— TASK PROMPT —
Extract every line of the records below that contains the word "When", treating uppercase and lowercase as different.
-------------------------
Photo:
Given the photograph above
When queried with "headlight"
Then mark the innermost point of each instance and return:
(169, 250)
-------------------------
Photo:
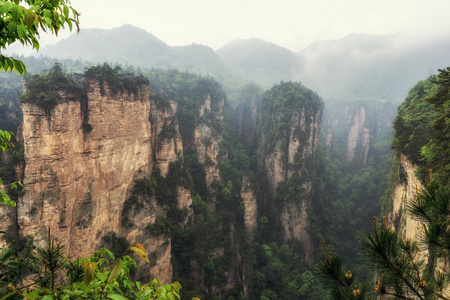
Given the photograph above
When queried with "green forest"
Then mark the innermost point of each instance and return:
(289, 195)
-------------------------
— WRITTEN ANSWER —
When queried with "headlight"
When queried with "green forest"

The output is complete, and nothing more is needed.